Document passage START

$ 10.00 USD
SOLD OUT
Jookabox has decided to throw in the towel, and The Eyes of the Fly is their last cryptic transmission. This recording is the final chapter in the history of a band as bizarre, anxious, and confusing as the music it makes.
A band whose imagery echoes ghosts, zombies, decay, and the afterlife, inspired by life in the post-industrial land of white flight, now writes its own epitaph, carves its own headstone, and sings its swan song. May the funky frenetic compositions of Jookabox rest in chaos as beautiful as that which they created.
The group began as Grampall Jookabox, a side project that made warped, lo-fi, folk-tinged recordings in a basement for fun. Founder Moose Adamson began to tour as a one man band using loop pedals, pre-recorded beats, and live instruments. Their debut Scientific Cricket was released on Joyful Noise in 2007. Asthmatic Kitty got involved on the sophmore release, the beat and sample oriented Ropechain in 2008, which can be oversimplified as being about ghosts and Michael Jackson. Around this time Moose's old buddy Ostry (Patrick) Okerson joined the touring unit on drums. After a haunting vision during a promotional tour of Europe for Ropechain, the "Grampall" was dropped from their name.
2009's Dead Zone Boys, the first release under this streamlined name, is about zombies and the landscape of middle-American urban sprawl. The zombie part came easy: Moose grew up on the east side of Indianapolis in the 90s, an area plauged by constant recession, pandemic homicide, and racial tension. A few strong tribes chose to stay in the area despite constant warnings from fleeing acquaintances. It was this frantic energy and violence that infused itself into the Jookabox experience. Ostry dubbed drums over nearly every song when the duo recorded at Rafter's Singing Serpent Studios. When Moose's loop pedals were damaged, the group chose to find some new members to round out the sound rather than buy more pedals. Indianapolis band buddies Lisa Berlin and Benny Sanders joined the group on keys and bass, and the band toured the US and Europe in support of Dead Zone Boys for about a year.
Now in the dawn of the Mayan-predicted apocalypse, Jookabox's fourth and final installment is about humans, worms, slime, and rotting flesh. Humans as gross animals, oily and greasy. Worms writhing underground. Slime oozing and revealing true nature of things. Moose spills lyrics of sign-reading and hidden unities glowering out of the opaque everyday confusion. He calls this "glyphing"--as in reading the hieroglyphs.

Document passage END

Work required> Rewrite the Jookabox passage starting with "The group began" and going on through "from their name.", substituting "Rope Chain" for "Ropechain". The rows are separate material with no tie to the Jookabox passage.

Dataset extract START

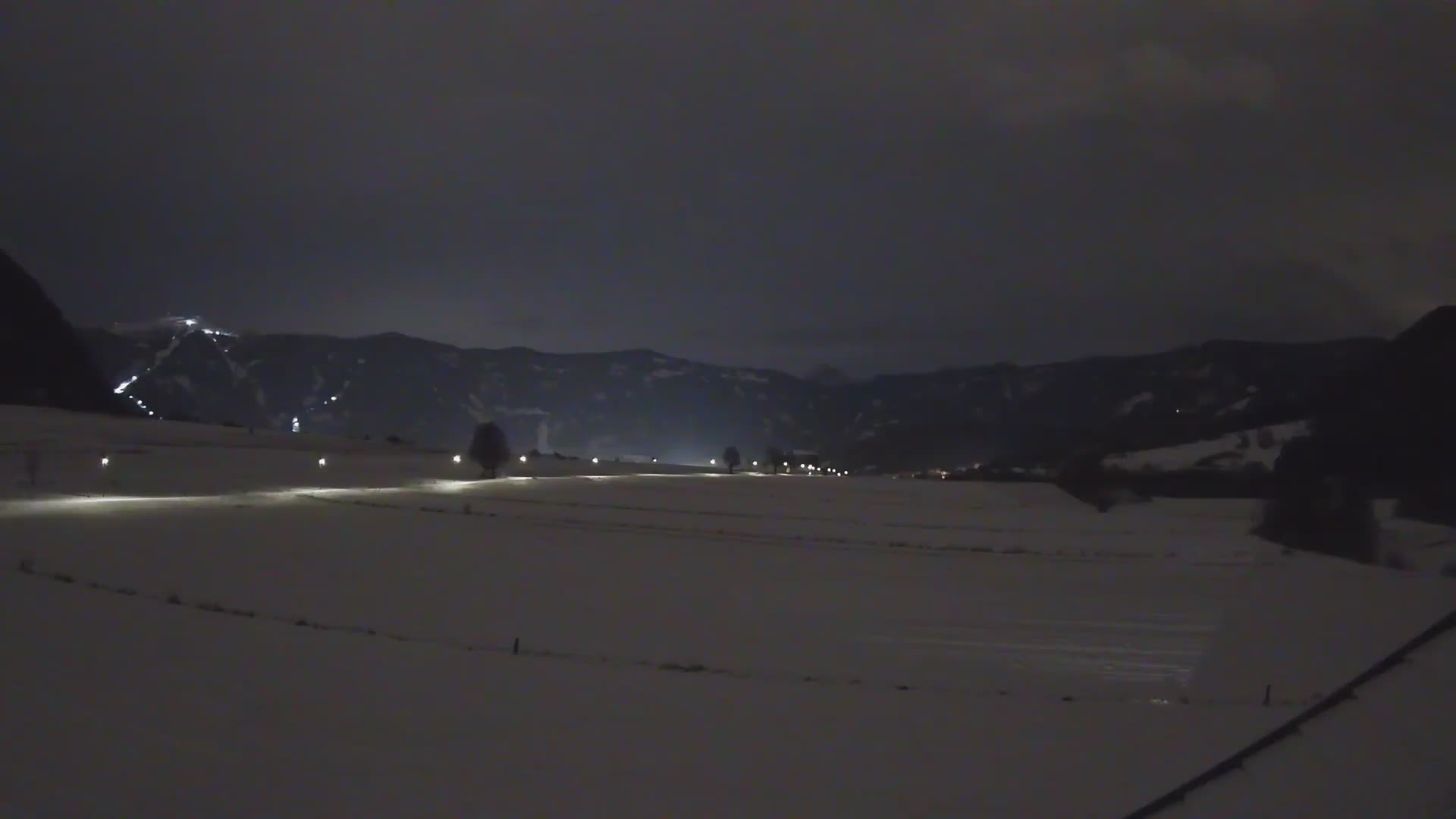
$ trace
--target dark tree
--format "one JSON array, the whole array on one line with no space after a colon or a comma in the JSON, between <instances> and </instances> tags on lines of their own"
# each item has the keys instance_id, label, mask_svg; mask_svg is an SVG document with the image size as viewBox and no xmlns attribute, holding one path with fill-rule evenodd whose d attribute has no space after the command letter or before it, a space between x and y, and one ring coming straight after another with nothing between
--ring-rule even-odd
<instances>
[{"instance_id":1,"label":"dark tree","mask_svg":"<svg viewBox=\"0 0 1456 819\"><path fill-rule=\"evenodd\" d=\"M1318 437L1286 443L1254 533L1287 548L1376 563L1380 529L1374 504L1342 461L1338 447Z\"/></svg>"},{"instance_id":2,"label":"dark tree","mask_svg":"<svg viewBox=\"0 0 1456 819\"><path fill-rule=\"evenodd\" d=\"M776 446L770 446L767 456L769 456L769 465L773 466L773 474L778 475L779 466L783 466L783 450Z\"/></svg>"},{"instance_id":3,"label":"dark tree","mask_svg":"<svg viewBox=\"0 0 1456 819\"><path fill-rule=\"evenodd\" d=\"M737 469L740 463L743 463L743 456L738 455L737 446L729 446L728 449L724 450L724 463L728 465L729 475L732 475L732 471Z\"/></svg>"},{"instance_id":4,"label":"dark tree","mask_svg":"<svg viewBox=\"0 0 1456 819\"><path fill-rule=\"evenodd\" d=\"M501 466L511 459L511 447L505 443L505 430L495 426L494 421L478 424L466 455L480 465L482 478L486 475L494 478Z\"/></svg>"}]
</instances>

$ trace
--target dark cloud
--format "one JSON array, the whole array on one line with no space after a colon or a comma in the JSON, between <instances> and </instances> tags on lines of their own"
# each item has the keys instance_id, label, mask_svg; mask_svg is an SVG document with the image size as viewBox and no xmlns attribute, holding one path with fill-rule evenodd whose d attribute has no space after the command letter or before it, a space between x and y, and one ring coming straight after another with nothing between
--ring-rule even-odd
<instances>
[{"instance_id":1,"label":"dark cloud","mask_svg":"<svg viewBox=\"0 0 1456 819\"><path fill-rule=\"evenodd\" d=\"M1456 300L1444 0L29 3L3 28L0 240L87 322L863 373Z\"/></svg>"}]
</instances>

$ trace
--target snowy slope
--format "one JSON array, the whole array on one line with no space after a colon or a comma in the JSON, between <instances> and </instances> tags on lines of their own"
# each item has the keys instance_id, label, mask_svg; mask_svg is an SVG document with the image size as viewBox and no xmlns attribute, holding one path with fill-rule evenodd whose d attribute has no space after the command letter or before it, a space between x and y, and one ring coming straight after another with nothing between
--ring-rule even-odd
<instances>
[{"instance_id":1,"label":"snowy slope","mask_svg":"<svg viewBox=\"0 0 1456 819\"><path fill-rule=\"evenodd\" d=\"M1267 436L1261 442L1261 430ZM1290 439L1307 434L1309 424L1303 421L1291 424L1275 424L1252 430L1242 430L1210 440L1200 440L1178 446L1146 449L1142 452L1124 452L1111 455L1105 463L1111 468L1127 471L1159 469L1172 472L1178 469L1243 469L1258 463L1268 469L1274 468L1280 449ZM1268 443L1268 446L1264 446Z\"/></svg>"},{"instance_id":2,"label":"snowy slope","mask_svg":"<svg viewBox=\"0 0 1456 819\"><path fill-rule=\"evenodd\" d=\"M186 324L188 321L197 324ZM1155 356L1000 364L820 383L649 350L462 350L397 334L233 337L201 319L89 331L125 393L189 415L441 446L495 418L515 440L587 455L705 459L735 443L853 455L893 469L996 458L1056 461L1088 430L1192 440L1284 421L1377 341L1208 342ZM132 380L135 379L135 380ZM941 459L946 459L942 462Z\"/></svg>"}]
</instances>

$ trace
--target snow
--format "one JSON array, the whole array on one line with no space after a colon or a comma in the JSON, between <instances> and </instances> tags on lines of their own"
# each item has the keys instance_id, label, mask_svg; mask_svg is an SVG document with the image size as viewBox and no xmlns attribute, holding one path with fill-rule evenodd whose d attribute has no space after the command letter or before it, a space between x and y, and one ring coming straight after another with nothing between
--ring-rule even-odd
<instances>
[{"instance_id":1,"label":"snow","mask_svg":"<svg viewBox=\"0 0 1456 819\"><path fill-rule=\"evenodd\" d=\"M1296 421L1291 424L1277 424L1265 428L1274 436L1274 446L1268 449L1258 444L1259 430L1254 428L1195 443L1165 446L1160 449L1144 449L1142 452L1124 452L1108 456L1107 465L1130 471L1146 468L1175 471L1194 469L1206 461L1213 461L1214 463L1204 465L1213 465L1219 469L1239 469L1249 463L1262 463L1264 466L1273 469L1274 461L1278 458L1280 449L1283 449L1284 443L1290 439L1306 434L1309 431L1309 424L1305 421ZM1241 447L1241 436L1248 440L1248 446Z\"/></svg>"},{"instance_id":2,"label":"snow","mask_svg":"<svg viewBox=\"0 0 1456 819\"><path fill-rule=\"evenodd\" d=\"M1044 484L549 458L475 481L314 436L0 428L20 815L1115 816L1456 605L1450 580L1283 555L1242 501L1098 514ZM1398 783L1383 815L1428 815L1404 807L1450 794L1450 666L1395 673L1302 740L1324 764L1281 761L1291 740L1185 807L1338 815Z\"/></svg>"},{"instance_id":3,"label":"snow","mask_svg":"<svg viewBox=\"0 0 1456 819\"><path fill-rule=\"evenodd\" d=\"M1153 399L1153 393L1152 392L1139 392L1137 395L1134 395L1134 396L1128 398L1127 401L1124 401L1123 405L1117 408L1117 414L1118 415L1127 415L1139 404L1144 404L1144 402L1152 401L1152 399Z\"/></svg>"}]
</instances>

Dataset extract END

Exercise output>
The group began as Grampall Jookabox, a side project that made warped, lo-fi, folk-tinged recordings in a basement for fun. Founder Moose Adamson began to tour as a one man band using loop pedals, pre-recorded beats, and live instruments. Their debut Scientific Cricket was released on Joyful Noise in 2007. Asthmatic Kitty got involved on the sophmore release, the beat and sample oriented Rope Chain in 2008, which can be oversimplified as being about ghosts and Michael Jackson. Around this time Moose's old buddy Ostry (Patrick) Okerson joined the touring unit on drums. After a haunting vision during a promotional tour of Europe for Rope Chain, the "Grampall" was dropped from their name.